-- SOURCE DOCUMENT follows --

To further understand the integration of Tokudaia Y-MRCA-derived sequences into Xq-region1 and Xq-region2, we examined both the genes incorporated and the genomic regions where these sequences were inserted. Although T. osimensis and T. tokunoshimensis have lost their Y chromosomes, some genes originally encoded in Xq-region1, such as Zfy, Eif2s3y, Uty, Tspy, and Ddx3y, remained intact. These genes may have been preserved primarily due to their essential role in male development, as suggested by previous studies on Y-linked gene conservation across mammals (Bellott et al. 2014). The survival of dosage-sensitive genes on the Y chromosome has been linked to their function in transcriptional and translational regulation, highlighting their significance beyond male-specific roles (Bellott et al. 2014). The retention of Y-linked genes has also been observed in other rodents that have lost their Y chromosome. A comparative analysis of Y-linked genes across Ellobius species (Mulugeta et al. 2016), Microtus oregoni (Couger et al. 2021), and Tokudaia (this study) is summarized in Table 2. This comparison highlights that Eif2s3y is consistently retained in all examined species that have lost their Y chromosome, reinforcing its essential role in male fertility. Prior studies have shown that Eif2s3y is sufficient to drive spermatogonial differentiation, enabling the formation of haploid germ cells that are functional in assisted reproduction, even in the absence of other Y-linked genes (Yamauchi et al. 2014). Additionally, Zfy is retained in most species, although it has lost some exons in M. oregoni. This supports previous findings that highlight the importance of Zfy in spermatogenesis (Yamauchi et al. 2022). Interestingly, some of these genes, including Eif2s3y, are also present in the X chromosome (XM), which is shared by both sexes of M. oregoni (Table 2). Although their retention in females may be selectively neutral, current evidence strongly supports their essential role in male viability. After the divergence of the two Tokudaia species, duplication and inversion events were observed; however, the synteny of the seven Y-linked genes on SB5 was maintained, further supporting strong selective pressure on the X chromosome.
We next examined the genomic context of the insertion sites. The presence of BASD is a key factor in these regions. Structural rearrangements observed in both Xq-region1 and Xq-region2 across various species suggest that these regions are susceptible to structural variation and may have been receptive to the insertion of Tokudaia Y-MRCA-derived sequences (supplementary figs. S10f and S18, Supplementary Material online). Instability in the syntenic regions of Xq-region1 has also been observed in mice and humans (Warburton et al. 2004; Mueller et al. 2008; Swanepoel et al. 2020; Jackson et al. 2021), supporting the idea that structural flexibility facilitated rearrangements. While large segmental duplications are present in the Xq-region1 of humans, mice, and other species, they are spatially separated from BASD and exhibit lineage-specific variation in structure and gene content (supplementary fig. S18, Supplementary Material online), indicating that this region is structurally unstable and prone to recurrent rearrangements.

-- SOURCE DOCUMENT concluded --
-- DATASET EXTRACT follows --

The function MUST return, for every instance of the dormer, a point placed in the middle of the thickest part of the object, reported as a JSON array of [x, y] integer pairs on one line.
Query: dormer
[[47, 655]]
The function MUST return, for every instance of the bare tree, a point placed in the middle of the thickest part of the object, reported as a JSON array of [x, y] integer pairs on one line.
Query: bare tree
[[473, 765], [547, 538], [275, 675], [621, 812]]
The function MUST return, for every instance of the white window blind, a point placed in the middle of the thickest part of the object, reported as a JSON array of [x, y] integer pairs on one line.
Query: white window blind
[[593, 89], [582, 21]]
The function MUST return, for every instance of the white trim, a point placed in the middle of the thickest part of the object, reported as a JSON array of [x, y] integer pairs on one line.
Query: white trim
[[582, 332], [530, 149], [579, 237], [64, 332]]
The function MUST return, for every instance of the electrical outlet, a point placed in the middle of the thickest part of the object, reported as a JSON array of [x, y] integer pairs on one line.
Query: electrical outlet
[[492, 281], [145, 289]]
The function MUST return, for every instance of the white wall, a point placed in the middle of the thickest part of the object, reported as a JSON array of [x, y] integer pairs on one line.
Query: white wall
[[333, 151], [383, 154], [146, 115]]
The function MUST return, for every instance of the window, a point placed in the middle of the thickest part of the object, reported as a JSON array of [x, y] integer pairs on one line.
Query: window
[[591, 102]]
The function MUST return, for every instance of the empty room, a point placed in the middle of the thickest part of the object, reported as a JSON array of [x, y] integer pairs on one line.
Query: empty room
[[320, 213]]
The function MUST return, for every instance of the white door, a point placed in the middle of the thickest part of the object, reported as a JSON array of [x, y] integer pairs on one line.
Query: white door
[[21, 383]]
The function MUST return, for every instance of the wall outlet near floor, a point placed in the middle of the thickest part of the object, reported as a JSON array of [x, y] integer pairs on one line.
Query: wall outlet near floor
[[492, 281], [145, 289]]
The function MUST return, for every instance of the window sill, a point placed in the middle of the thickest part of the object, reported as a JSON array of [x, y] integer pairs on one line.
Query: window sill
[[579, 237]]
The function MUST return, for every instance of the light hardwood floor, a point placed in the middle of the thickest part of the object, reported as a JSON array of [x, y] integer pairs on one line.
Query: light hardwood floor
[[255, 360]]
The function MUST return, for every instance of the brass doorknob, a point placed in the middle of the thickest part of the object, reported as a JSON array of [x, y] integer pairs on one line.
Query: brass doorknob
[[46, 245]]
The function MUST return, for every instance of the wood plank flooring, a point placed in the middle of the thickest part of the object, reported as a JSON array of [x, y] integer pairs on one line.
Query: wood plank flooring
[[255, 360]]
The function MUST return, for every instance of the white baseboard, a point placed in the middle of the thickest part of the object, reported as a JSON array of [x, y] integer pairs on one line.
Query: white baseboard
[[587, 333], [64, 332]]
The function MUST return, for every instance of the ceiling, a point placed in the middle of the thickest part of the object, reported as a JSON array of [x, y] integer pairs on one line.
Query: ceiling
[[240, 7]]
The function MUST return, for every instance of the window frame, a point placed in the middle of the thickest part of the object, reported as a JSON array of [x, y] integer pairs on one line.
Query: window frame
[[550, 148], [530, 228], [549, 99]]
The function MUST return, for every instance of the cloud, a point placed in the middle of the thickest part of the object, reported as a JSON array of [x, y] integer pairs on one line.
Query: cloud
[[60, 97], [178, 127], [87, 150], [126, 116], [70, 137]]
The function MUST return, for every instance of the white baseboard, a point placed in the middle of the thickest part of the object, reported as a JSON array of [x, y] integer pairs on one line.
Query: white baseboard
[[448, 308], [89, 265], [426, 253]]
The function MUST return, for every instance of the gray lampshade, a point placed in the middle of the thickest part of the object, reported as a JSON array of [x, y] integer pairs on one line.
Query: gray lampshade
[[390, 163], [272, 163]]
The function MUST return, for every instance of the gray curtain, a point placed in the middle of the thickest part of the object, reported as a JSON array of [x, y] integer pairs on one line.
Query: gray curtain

-- DATASET EXTRACT concluded --

**REQUIRED TASKS**
• A. In the Tokudaia text, which gene is consistently retained in every examined species that has lost its Y chromosome?
• B. List the genes that the Tokudaia text says were originally encoded in Xq-region1 and remained intact.
• C. Continue the Tokudaia text from its last sentence.
The items have nothing to do with the Tokudaia text.

**ACTIVITY ANSWERS**
• A. Eif2s3y

• B. Zfy, Eif2s3y, Uty, Tspy, Ddx3y

• C.
Despite these advances—namely, the identification of the initial X-to-Y translocation and the subsequent incorporation of Tokudaia Y-MRCA-derived regions into structurally dynamic areas of the X chromosome mediated by BASD—key questions remain. Chief among them is the functional role of BASD and its contribution to the structural stability of these chromosomes, as well as the precise molecular mechanisms driving the observed translocations. While our study focuses on elucidating how these chromosomal rearrangements have occurred, the ultimate evolutionary pressures that led to these changes remain an open question. Investigating the ecological, reproductive, and genetic factors influencing Y chromosome loss in Tokudaia will be crucial for future studies. Another major question is the novel sex determination system that arose in T. osimensis and T. tokunoshimensis. While we have characterized the genomic changes associated with this transition, the regulatory mechanisms governing male differentiation remain unclear. Investigating how these species compensate for the loss of the Y chromosome is essential for understanding the broader evolutionary forces driving sex chromosome transformation.
Previous studies on the creeping vole (M. oregoni) and Ellobius have provided key insights into the retention of Y-linked genes, but have primarily focused on gene-level analyses rather than large-scale chromosomal architecture. Structural analyses of genome reorganization following Y chromosome loss remain largely unexplored in these species. In contrast, our study leveraged high-quality, chromosome-level genome assemblies of three closely related Tokudaia species, enabling a detailed characterization of the structural rearrangements accompanying Y chromosome loss. Particularly, the ability to compare T. osimensis and T. tokunoshimensis, which diverged only ∼1 million years ago, has provided an unprecedented opportunity to track lineage-specific chromosomal changes within Y-derived regions. Further challenges include the difficulty of functional validation due to the endangered status of Tokudaia and the lack of an outgroup species with a typical XX/XY system, particularly one with a fully assembled Y chromosome genome. Addressing these gaps will require innovative approaches, such as structural modeling and comparative analyses with closely related rodent species.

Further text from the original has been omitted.